-- TASK DATA follows --

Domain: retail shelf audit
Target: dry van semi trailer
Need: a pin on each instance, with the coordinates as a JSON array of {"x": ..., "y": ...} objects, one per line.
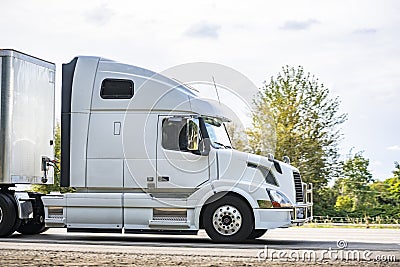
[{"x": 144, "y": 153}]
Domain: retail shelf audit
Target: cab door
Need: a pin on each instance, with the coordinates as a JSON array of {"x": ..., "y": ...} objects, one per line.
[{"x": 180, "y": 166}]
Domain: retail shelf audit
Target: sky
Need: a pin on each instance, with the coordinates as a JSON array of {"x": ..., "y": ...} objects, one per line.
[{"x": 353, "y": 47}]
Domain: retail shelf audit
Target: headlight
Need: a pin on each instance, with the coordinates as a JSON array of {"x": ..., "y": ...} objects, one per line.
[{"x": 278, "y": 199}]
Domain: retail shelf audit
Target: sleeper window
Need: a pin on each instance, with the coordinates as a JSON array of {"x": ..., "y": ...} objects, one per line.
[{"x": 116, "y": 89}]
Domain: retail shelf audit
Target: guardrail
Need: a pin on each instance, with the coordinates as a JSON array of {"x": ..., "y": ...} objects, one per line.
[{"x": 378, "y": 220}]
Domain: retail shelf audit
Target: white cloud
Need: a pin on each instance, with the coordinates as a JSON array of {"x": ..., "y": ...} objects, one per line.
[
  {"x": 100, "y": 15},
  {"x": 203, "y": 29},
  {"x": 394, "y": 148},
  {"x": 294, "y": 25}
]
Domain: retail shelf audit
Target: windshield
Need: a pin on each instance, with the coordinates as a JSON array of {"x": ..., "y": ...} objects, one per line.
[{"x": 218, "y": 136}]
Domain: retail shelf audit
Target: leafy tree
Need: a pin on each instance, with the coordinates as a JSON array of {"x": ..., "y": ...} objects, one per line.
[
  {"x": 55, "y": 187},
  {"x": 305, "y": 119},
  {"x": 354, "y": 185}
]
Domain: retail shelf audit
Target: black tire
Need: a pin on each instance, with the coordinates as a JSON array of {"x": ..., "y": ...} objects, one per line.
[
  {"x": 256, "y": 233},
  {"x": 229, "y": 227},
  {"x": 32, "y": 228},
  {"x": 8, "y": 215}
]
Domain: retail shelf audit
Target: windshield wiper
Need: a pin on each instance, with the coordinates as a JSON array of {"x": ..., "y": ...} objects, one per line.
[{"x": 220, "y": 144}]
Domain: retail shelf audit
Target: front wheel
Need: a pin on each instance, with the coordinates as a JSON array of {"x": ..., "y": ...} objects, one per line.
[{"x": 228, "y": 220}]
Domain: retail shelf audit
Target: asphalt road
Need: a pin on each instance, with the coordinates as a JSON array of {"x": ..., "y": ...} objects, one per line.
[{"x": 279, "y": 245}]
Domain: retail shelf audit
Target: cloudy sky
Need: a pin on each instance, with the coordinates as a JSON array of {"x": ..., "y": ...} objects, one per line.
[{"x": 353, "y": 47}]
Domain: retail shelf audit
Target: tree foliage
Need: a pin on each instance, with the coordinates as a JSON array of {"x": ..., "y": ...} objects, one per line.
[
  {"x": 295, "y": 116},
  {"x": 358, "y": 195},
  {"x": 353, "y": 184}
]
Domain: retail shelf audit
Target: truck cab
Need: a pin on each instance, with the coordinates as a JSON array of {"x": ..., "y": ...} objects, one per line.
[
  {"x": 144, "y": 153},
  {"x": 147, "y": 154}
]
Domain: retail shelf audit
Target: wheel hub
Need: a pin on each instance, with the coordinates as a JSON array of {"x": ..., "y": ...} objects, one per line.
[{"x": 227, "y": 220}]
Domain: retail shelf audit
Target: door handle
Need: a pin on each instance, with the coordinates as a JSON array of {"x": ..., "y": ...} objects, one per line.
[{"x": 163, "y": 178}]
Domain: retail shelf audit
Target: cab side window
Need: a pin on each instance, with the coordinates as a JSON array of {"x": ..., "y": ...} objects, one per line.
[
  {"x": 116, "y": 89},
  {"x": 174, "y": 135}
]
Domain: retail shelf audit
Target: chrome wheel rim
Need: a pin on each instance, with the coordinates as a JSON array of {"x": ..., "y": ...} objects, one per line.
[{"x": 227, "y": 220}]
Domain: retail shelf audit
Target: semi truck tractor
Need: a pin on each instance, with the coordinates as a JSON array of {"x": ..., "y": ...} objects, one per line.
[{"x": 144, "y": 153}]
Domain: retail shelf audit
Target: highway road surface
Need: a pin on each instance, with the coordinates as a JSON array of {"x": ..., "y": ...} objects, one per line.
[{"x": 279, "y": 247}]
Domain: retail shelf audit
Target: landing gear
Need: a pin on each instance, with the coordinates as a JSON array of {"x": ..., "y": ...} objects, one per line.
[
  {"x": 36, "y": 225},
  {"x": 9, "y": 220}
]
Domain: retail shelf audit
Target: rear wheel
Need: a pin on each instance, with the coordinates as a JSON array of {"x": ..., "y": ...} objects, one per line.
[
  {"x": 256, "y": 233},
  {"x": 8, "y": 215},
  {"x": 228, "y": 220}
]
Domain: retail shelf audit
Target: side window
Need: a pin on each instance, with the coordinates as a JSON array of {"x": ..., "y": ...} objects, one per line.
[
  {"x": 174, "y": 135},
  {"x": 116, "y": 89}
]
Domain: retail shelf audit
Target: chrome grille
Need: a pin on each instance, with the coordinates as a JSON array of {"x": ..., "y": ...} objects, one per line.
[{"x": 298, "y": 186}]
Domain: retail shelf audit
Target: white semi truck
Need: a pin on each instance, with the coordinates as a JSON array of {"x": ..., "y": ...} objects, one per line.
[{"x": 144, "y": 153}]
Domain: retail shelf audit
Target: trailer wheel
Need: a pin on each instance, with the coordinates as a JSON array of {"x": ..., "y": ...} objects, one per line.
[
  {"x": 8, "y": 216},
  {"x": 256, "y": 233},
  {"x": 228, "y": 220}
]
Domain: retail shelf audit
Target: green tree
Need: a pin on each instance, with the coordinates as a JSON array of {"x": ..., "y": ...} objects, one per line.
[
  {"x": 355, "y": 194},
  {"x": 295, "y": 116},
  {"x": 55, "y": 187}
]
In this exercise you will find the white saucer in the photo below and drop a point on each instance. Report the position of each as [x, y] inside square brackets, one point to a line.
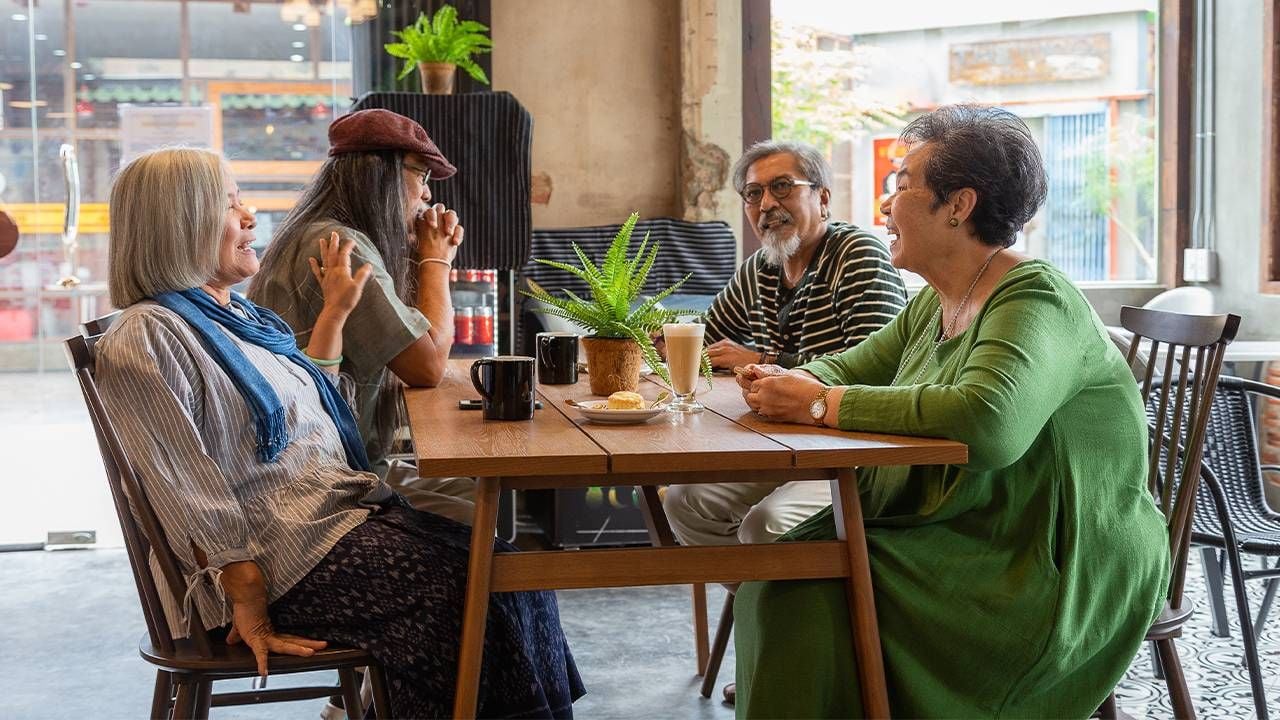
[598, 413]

-- TASK DATA concluded --

**DIRECTIONS FOR THIS TASK**. Please, without any pictures, retype the records exactly as they appear.

**SOLUTION TO THIS PROBLEM**.
Domain: retail shelf audit
Target: dry van semi trailer
Need: a pin on each instance, with the coordinates as a JSON array of {"x": ..., "y": ...} objects, one per line.
[{"x": 144, "y": 153}]
Domain: retail shelf audit
Target: cab door
Need: a pin on each instance, with the coordinates as a JSON array of {"x": ..., "y": ...} objects, one per line.
[{"x": 180, "y": 166}]
Domain: retail shelf audit
Target: sky
Need: a pin on each instance, with the coordinates as a JSON array of {"x": ..., "y": ...} objects, one per line.
[{"x": 353, "y": 47}]
Domain: retail shelf audit
Target: headlight
Need: a pin on each instance, with the coordinates as a JSON array of {"x": ..., "y": ...} objects, one per line.
[{"x": 278, "y": 199}]
Domain: retail shelf audit
Target: sleeper window
Need: a pin on each instance, with the coordinates as a JSON array of {"x": ..., "y": ...} objects, one per line.
[{"x": 116, "y": 89}]
Domain: retail shelf audit
Target: guardrail
Need: a pin on each instance, with the coordinates as a JSON array of {"x": ..., "y": ...} objects, one per line.
[{"x": 378, "y": 220}]
Domain: retail shelf audit
Target: white cloud
Need: a pin on each instance, with the coordinates as a JSON array of {"x": ..., "y": ...} objects, one per line.
[
  {"x": 100, "y": 15},
  {"x": 203, "y": 29},
  {"x": 394, "y": 148},
  {"x": 294, "y": 25}
]
Domain: retail shelf audit
Target: windshield
Need: a pin on each instance, with the coordinates as a JSON array of {"x": ..., "y": ...} objects, one per line.
[{"x": 218, "y": 136}]
Domain: retail shelf audit
Target: leafy tree
Need: a pin on each instance, with the coordinates as a JSON array of {"x": ..., "y": ...} objects, one per line.
[
  {"x": 55, "y": 187},
  {"x": 305, "y": 119},
  {"x": 354, "y": 185}
]
Domain: retail shelf audit
Target: black tire
Need: a pin on each instance, with the coordinates as a JSON array of {"x": ..., "y": ...} objects, one per line.
[
  {"x": 256, "y": 233},
  {"x": 229, "y": 227},
  {"x": 32, "y": 228},
  {"x": 8, "y": 215}
]
Domain: retail shelf audit
Target: windshield wiper
Need: a pin on each instance, with the coordinates as a JSON array of {"x": ..., "y": ...} objects, one per line.
[{"x": 220, "y": 144}]
Domain: retail shelf audit
Target: front wheel
Need: a pin on each instance, with the coordinates as a JSON array of {"x": ..., "y": ...} objects, one per line.
[{"x": 228, "y": 220}]
Domain: retail shelf audit
Target: asphalt road
Need: a pin on each instance, with the coordinates as a JSON array of {"x": ..., "y": ...} objects, one per line.
[{"x": 279, "y": 245}]
Domain: retail shelf audit
Target: cloudy sky
Need: a pin on each instance, with the coordinates as a JSON array of {"x": ..., "y": ...} objects, one per line.
[{"x": 353, "y": 47}]
Domain: retail shelf audit
Target: tree foliage
Need: a pin on each instance, with the coordinates as a JSON array of {"x": ..., "y": ...} objects, one per line.
[
  {"x": 295, "y": 116},
  {"x": 358, "y": 195},
  {"x": 353, "y": 184}
]
Domain: retail shelf audit
Target: truck cab
Need: a pin on each instance, with the coordinates as a JSON array of {"x": ..., "y": ...} objects, one per line.
[
  {"x": 144, "y": 153},
  {"x": 147, "y": 154}
]
Domain: retail shelf audit
Target: wheel hub
Need: a pin on each instance, with the coordinates as a JSON array of {"x": ..., "y": ...} objects, one per line.
[{"x": 227, "y": 220}]
Domain: retail shelf audit
Target: door handle
Need: a pin on each instance, with the coordinates as a JSON array of {"x": ..., "y": ...} objects, one per line.
[{"x": 163, "y": 178}]
Domain: retail shelf audit
Target: cab side window
Need: a pin on each instance, with the coordinates as a JSON array of {"x": ..., "y": ...} objects, one per line.
[
  {"x": 116, "y": 89},
  {"x": 174, "y": 135}
]
Domain: retail shelf audit
Target: chrome wheel rim
Need: a pin on each instance, with the coordinates as a JSON array of {"x": ..., "y": ...} objects, one per line.
[{"x": 227, "y": 220}]
Domain: retail shelf audit
Target: semi truck tractor
Need: a pin on each instance, with the coordinates as a JSON array of {"x": ..., "y": ...} objects, one per line.
[{"x": 144, "y": 153}]
Domain: retail shelf audit
Target: highway road surface
Need: a pin on each instance, with the coordinates as a JSON array of {"x": ..., "y": ...} objects, one per line.
[{"x": 279, "y": 247}]
Domain: retail shelf audit
Target: landing gear
Need: a pin on each instance, with the coordinates as a JSON array of {"x": ..., "y": ...} objects, one per line.
[
  {"x": 36, "y": 225},
  {"x": 9, "y": 220}
]
Domain: retail shelf audit
Target: rear wheel
Need: a pin on each instance, with the coordinates as a JSON array of {"x": ..., "y": ...} objects, one per line.
[
  {"x": 256, "y": 233},
  {"x": 8, "y": 215},
  {"x": 228, "y": 220}
]
Domain: retail shelf audit
Target: side window
Need: a pin on each instance, with the coordinates as a JSON array of {"x": ..., "y": ...} objects, one per line.
[
  {"x": 174, "y": 135},
  {"x": 116, "y": 89}
]
Domain: retail shelf audit
Target: chrome grille
Need: a pin on each instance, with the coordinates as a JSON array of {"x": ..., "y": ...} objects, one per line.
[{"x": 298, "y": 186}]
Domain: retail shelf audit
Target: white semi truck
Need: a pin on each instance, with the coordinates as a JSON array of {"x": ..., "y": ...} objects, one per line.
[{"x": 144, "y": 153}]
Domain: retail shelf audit
Target: trailer wheel
Need: a pin on each instance, with the coordinates as a JSON array of {"x": ..., "y": ...} objects, one per line.
[
  {"x": 8, "y": 216},
  {"x": 256, "y": 233},
  {"x": 228, "y": 220}
]
Domain: retail shelf audit
Target: green tree
Need: a pin on each instance, with the coordinates as a JSON array of {"x": ..., "y": ...} objects, one per line.
[
  {"x": 355, "y": 194},
  {"x": 295, "y": 116},
  {"x": 55, "y": 187}
]
In this exercise you will find the white saucer in the photo below and drop a point on each instance. Report the position of each as [x, y] inside square brackets, one point to a line.
[598, 413]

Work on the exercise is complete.